↓↓↓
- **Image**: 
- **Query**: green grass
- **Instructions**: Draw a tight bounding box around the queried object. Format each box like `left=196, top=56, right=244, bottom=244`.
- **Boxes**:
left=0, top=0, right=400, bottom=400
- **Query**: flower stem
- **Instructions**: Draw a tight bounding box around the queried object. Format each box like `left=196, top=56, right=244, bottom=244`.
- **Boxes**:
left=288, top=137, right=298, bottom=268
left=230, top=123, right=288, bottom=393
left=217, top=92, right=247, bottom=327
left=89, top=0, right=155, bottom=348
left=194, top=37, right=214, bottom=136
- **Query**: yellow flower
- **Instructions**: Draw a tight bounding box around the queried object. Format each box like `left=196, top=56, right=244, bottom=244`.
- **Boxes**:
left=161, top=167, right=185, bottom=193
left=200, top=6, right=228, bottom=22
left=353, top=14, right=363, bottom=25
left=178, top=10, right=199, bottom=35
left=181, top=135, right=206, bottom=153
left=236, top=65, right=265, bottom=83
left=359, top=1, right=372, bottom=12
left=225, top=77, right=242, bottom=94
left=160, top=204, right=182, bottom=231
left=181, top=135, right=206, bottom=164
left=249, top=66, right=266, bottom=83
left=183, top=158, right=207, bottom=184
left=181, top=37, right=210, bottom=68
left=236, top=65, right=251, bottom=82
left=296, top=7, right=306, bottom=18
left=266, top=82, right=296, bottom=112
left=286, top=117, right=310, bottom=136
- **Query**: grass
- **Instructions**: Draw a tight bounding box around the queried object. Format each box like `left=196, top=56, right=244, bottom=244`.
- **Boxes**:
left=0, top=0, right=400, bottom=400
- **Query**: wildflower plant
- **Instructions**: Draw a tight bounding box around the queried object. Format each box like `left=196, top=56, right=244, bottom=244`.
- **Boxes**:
↑↑↑
Directions for this task: List every line in the records above that contains the string "Query", matching case exactly.

Result:
- **Query**: green grass
- **Query**: flower stem
- **Query**: yellow flower
- **Query**: grass
- **Query**: wildflower plant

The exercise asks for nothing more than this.